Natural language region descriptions
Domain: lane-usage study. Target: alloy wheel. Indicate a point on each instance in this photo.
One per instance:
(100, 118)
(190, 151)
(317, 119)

• _Exercise requirements_:
Copy the records above exactly as they appear.

• _Answer box_:
Domain: lane-usage study. Target: alloy wheel. Indicate a point on each instance in this photo.
One per instance:
(100, 118)
(190, 151)
(317, 119)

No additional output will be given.